(What is being asked) Rewrite the material below, replacing every "Results" with "Points" and keeping everything else the same.

(A run of records)

_ _ _ _

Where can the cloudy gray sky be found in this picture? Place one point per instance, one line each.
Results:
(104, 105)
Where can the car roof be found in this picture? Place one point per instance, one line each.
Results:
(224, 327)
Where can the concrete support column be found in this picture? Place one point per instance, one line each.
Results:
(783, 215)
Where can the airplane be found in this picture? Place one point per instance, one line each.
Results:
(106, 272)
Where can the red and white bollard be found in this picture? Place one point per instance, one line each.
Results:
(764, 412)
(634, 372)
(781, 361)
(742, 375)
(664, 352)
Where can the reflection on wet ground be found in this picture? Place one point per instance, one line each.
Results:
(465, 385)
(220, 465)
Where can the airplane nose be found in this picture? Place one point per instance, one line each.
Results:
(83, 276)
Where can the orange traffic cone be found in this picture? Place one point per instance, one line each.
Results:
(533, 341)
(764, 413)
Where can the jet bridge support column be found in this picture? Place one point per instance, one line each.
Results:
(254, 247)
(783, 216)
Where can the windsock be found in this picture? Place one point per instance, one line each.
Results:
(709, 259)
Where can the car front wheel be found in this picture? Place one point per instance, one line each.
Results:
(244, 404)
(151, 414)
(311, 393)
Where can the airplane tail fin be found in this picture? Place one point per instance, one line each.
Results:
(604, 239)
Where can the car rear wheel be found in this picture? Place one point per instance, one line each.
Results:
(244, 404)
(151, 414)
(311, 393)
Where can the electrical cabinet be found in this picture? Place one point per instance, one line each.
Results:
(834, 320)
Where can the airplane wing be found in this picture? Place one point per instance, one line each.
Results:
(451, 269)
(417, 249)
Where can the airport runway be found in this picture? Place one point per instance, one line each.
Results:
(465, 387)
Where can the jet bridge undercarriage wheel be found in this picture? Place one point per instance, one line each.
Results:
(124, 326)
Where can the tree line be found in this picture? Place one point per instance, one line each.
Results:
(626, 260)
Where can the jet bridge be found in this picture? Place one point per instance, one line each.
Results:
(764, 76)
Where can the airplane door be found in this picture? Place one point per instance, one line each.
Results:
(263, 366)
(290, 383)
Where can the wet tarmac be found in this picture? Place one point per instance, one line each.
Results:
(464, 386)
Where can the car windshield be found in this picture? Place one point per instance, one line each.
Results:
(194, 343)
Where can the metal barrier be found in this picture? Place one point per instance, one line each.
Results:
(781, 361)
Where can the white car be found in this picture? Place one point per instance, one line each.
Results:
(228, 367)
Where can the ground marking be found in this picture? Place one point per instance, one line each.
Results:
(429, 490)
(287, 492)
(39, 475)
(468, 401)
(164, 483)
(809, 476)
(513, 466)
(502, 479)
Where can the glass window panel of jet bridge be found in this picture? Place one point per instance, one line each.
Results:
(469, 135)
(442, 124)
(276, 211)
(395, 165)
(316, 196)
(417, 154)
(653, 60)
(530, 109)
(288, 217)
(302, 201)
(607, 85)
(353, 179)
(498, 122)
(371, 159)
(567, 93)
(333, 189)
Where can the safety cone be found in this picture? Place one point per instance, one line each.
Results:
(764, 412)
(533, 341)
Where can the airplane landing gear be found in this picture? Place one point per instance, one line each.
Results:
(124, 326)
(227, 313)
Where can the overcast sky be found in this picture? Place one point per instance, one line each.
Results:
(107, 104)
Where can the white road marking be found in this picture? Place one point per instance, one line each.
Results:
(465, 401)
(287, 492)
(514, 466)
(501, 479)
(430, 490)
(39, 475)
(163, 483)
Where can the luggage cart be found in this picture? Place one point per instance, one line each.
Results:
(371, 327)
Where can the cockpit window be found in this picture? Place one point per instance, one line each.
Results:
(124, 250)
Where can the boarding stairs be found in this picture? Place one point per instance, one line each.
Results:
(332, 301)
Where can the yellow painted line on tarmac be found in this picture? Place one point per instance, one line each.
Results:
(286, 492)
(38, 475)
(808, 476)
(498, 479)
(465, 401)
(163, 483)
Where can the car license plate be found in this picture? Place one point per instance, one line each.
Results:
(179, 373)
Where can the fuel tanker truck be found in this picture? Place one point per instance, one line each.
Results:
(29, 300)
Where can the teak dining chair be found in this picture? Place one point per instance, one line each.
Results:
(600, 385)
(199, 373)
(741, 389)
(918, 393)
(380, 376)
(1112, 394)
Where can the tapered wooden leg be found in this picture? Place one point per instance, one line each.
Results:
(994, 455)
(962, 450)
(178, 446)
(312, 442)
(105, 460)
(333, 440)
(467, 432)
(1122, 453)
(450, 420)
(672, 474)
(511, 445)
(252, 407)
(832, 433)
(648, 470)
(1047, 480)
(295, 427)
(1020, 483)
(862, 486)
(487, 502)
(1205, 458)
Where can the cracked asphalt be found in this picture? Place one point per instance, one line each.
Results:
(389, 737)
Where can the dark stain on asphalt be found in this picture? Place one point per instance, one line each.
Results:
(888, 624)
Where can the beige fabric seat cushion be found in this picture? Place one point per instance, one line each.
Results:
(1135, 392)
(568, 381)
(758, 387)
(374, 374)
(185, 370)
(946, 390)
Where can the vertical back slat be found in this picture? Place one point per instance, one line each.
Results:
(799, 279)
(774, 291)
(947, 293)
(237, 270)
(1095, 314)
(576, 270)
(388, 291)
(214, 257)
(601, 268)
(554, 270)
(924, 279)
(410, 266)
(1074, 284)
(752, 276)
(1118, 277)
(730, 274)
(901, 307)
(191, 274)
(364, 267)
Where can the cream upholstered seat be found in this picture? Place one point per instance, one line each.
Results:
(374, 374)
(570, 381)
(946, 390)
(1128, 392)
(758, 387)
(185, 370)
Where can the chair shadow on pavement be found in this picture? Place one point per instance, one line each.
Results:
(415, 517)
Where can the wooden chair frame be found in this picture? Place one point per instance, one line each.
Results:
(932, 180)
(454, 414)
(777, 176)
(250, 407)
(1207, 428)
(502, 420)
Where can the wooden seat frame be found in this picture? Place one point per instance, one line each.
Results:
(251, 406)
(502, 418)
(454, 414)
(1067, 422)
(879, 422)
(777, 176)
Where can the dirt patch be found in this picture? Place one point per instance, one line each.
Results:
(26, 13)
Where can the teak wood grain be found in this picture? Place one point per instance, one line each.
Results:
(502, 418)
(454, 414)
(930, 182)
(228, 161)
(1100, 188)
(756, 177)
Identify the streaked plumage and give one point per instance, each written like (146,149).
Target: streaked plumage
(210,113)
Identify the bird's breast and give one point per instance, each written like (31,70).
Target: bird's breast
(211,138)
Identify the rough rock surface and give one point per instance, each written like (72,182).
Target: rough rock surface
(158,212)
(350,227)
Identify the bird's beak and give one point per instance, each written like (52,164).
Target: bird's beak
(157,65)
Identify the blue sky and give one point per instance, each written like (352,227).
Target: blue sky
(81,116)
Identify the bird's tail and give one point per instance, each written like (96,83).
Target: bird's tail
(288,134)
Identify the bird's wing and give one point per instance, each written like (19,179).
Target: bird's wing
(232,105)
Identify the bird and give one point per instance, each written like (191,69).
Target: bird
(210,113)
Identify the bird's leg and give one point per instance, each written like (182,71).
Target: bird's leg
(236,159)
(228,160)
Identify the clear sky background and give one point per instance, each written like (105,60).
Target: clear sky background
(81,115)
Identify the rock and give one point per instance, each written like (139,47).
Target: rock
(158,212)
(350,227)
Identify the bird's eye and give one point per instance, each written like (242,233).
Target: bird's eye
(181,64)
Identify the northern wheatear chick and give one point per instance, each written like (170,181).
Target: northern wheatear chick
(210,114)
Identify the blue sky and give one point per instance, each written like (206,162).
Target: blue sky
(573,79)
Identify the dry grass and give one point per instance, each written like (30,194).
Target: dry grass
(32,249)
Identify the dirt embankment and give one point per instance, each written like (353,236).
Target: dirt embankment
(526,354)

_ _ _ _

(Answer to this exercise)
Where can the cloudy gray sky be found in this picture? Place one point per instance, one line each.
Points:
(104, 105)
Where can the car roof be found in this picture? Place one point per instance, one line each.
Points:
(224, 327)
Where can the concrete support column be found in this picture? Place one point per instance, one line each.
Points:
(783, 215)
Where can the airplane be found in this picture? Place one point per instance, one line each.
Points:
(106, 272)
Where can the red and white bollard be found in this picture? Place one point per instance, one line each.
Points:
(764, 412)
(634, 372)
(781, 361)
(742, 375)
(664, 352)
Where can the reflection on wet ground be found in this picture? Place one point per instance, one line each.
Points:
(465, 385)
(220, 465)
Where can the airplane nose be found in this picture? Place one point per instance, one line each.
Points:
(83, 276)
Where can the orange traffic cone be found in this picture? Place one point per instance, one line each.
Points:
(533, 341)
(764, 413)
Where can the jet bridge support column be found in this picture? Place one point per instance, one line each.
Points:
(254, 247)
(783, 216)
Where can the windsock be found in this picture? Place one point per instance, one line each.
Points:
(709, 259)
Where can the car front wheel be found in this picture? Place one point per instance, one line each.
Points:
(244, 404)
(151, 414)
(311, 393)
Where can the airplane tail fin be found in this picture? Place one point per instance, one line each.
Points:
(604, 239)
Where can the car rear wheel be found in this picture? Place one point per instance, one line each.
Points:
(244, 404)
(151, 414)
(311, 393)
Where can the electrical cabinet be found in this picture? Place one point per instance, one line each.
Points:
(834, 320)
Where can the airplane wing be found in this picture? Place one point per instance, one line each.
Points:
(451, 269)
(417, 249)
Where can the airport runway be found in this picture? Place one point per instance, one line each.
Points:
(465, 387)
Where can the jet bridge undercarriage wheel be found in this picture? Place one point per instance, one line each.
Points:
(124, 326)
Where can the tree line be found in this picture? Place one point per instance, one line each.
Points:
(626, 260)
Where can the jet bridge be found in this picture? Place one point per instance, one line each.
Points:
(764, 76)
Where can the airplane door be found in this picture? Place one point per instance, one line each.
Points:
(263, 366)
(290, 383)
Where can the wet tarmac be found in this picture? Place one point per instance, one line each.
Points:
(464, 386)
Where can the car windshield be found in this picture? Place one point per instance, one line each.
Points:
(194, 343)
Where can the metal barrier be found in this picture? Place one point per instance, one line each.
Points:
(781, 361)
Where can the white car be found in this picture? Place one point per instance, one line each.
Points:
(228, 367)
Where can the ground marking be found in this picture? Place one point per instance, one line each.
Points:
(429, 490)
(287, 492)
(39, 475)
(468, 401)
(164, 483)
(809, 476)
(513, 466)
(502, 479)
Where can the glass window panel of jet bridge be found in this picture? Place one point per instance, one line each.
Points:
(469, 135)
(442, 124)
(276, 211)
(395, 165)
(316, 196)
(417, 154)
(653, 60)
(530, 109)
(288, 217)
(302, 201)
(607, 85)
(353, 179)
(498, 122)
(371, 159)
(567, 93)
(333, 189)
Where can the safety cone be found in this picture? Place one point per instance, one line each.
Points:
(764, 412)
(533, 341)
Where can the airplane landing gear be found in this picture? Place one point per instance, one line each.
Points:
(124, 326)
(227, 313)
Where can the overcast sky be found in this picture? Place one point per instance, one line each.
Points:
(107, 104)
Where can the white road marking be found in this picture? Place one point per instance, one line each.
Points:
(465, 401)
(287, 492)
(514, 466)
(501, 479)
(430, 490)
(39, 475)
(163, 483)
Where can the luggage cart be found in this picture? Place one point per instance, one line each.
Points:
(371, 327)
Where can the cockpit window be found in this picture? Place one point per instance, one line each.
Points:
(124, 250)
Where can the boarding stairs be found in this picture? Place one point per instance, one line each.
Points:
(332, 301)
Where can the yellow painted line on tarmac be found in this picture? Place one point per instance, one line each.
Points:
(286, 492)
(38, 475)
(808, 476)
(498, 479)
(465, 401)
(163, 483)
Where can the car license plate be found in this picture? Place one point per instance, one line each.
Points:
(179, 373)
Where can the fuel tanker truck be found in this picture? Place one point per instance, one line each.
Points:
(29, 300)
Where can the teak dining chair be found in this picture? Place one point per instance, one line each.
Points:
(600, 385)
(199, 373)
(741, 389)
(918, 393)
(380, 376)
(1112, 394)
Where can the tapered wooden leg be found in this picture? Place one point per instance, one line each.
Points:
(994, 455)
(962, 450)
(178, 446)
(312, 442)
(105, 460)
(333, 440)
(467, 432)
(1122, 453)
(450, 420)
(672, 474)
(511, 445)
(252, 407)
(832, 433)
(648, 470)
(1047, 480)
(295, 427)
(1020, 483)
(862, 486)
(487, 502)
(1205, 458)
Where can the cracked asphalt be found in this picture? Place one point per instance, one line each.
Points:
(389, 737)
Where can the dark stain on asphalt be found in this picture? Place one point per instance, one line each.
Points:
(888, 624)
Where can the beige fabric seat cushion be found in this picture? Place one point per instance, one line each.
Points:
(1135, 392)
(568, 381)
(758, 387)
(374, 374)
(185, 370)
(946, 390)
Where can the vertical back slat be found in this picture? Place one point per instance, one line each.
Points:
(799, 279)
(774, 291)
(947, 293)
(237, 270)
(1095, 314)
(576, 270)
(388, 291)
(214, 257)
(601, 268)
(554, 270)
(924, 279)
(410, 266)
(1074, 284)
(752, 276)
(1118, 277)
(730, 274)
(901, 307)
(191, 274)
(364, 267)
Where can the cream upholstered seat be found in this picture? Place one point per instance, one line each.
Points:
(374, 374)
(570, 381)
(946, 390)
(1128, 392)
(758, 387)
(185, 370)
Where can the chair shadow on pavement be found in this picture? Place one point per instance, one line each.
Points:
(415, 517)
Where can the wooden chair frame be found in this picture? Place one point per instance, one line each.
Points:
(932, 180)
(454, 414)
(777, 176)
(250, 407)
(1207, 428)
(502, 420)
Where can the wooden seat frame be found in this picture? Place one point per instance, one line each.
Points:
(251, 406)
(502, 418)
(454, 414)
(1067, 422)
(879, 422)
(777, 176)
Where can the dirt patch be found in this picture? Place one point per instance, one line each.
Points:
(26, 13)
Where can the teak wood grain be found in this picture? Place one point per instance, one line each.
Points:
(502, 418)
(454, 414)
(930, 182)
(228, 161)
(1100, 188)
(756, 177)
Identify the streaked plumage and give one point per instance, each written like (146,149).
Target: streaked plumage
(210,113)
Identify the bird's breast and give one point per instance, each written like (31,70).
Target: bird's breast
(211,138)
Identify the rough rock surface and give one point per instance, each written like (72,182).
Target: rough rock surface
(158,212)
(350,227)
Identify the bird's beak and give one point per instance, each written like (52,164).
Target: bird's beak
(157,65)
Identify the blue sky and give one point per instance, each written like (352,227).
Target: blue sky
(81,116)
Identify the bird's tail and give one point per instance, each written like (96,83).
Target: bird's tail
(288,134)
Identify the bird's wing and give one point per instance, each written like (19,179).
Target: bird's wing
(232,105)
Identify the bird and give one point per instance, each written like (191,69).
Target: bird
(210,113)
Identify the bird's leg and give one point per instance, each written like (182,71).
Target: bird's leg
(236,159)
(228,160)
Identify the clear sky background and give one point per instance, each written like (105,60).
Target: clear sky background
(81,115)
Identify the rock and give one point per instance, each written like (139,47).
Target: rock
(158,212)
(350,227)
Identify the bird's eye and give one point per instance, each written like (242,233).
Target: bird's eye
(181,64)
Identify the northern wheatear chick and give one point per instance, each written like (170,181).
Target: northern wheatear chick
(210,114)
Identify the blue sky and give one point per instance, each written like (206,162).
Target: blue sky
(573,79)
Identify the dry grass and give one point per instance, each written like (30,194).
Target: dry grass
(32,249)
Identify the dirt embankment and give one point per instance, each written like (353,236).
Target: dirt embankment
(526,354)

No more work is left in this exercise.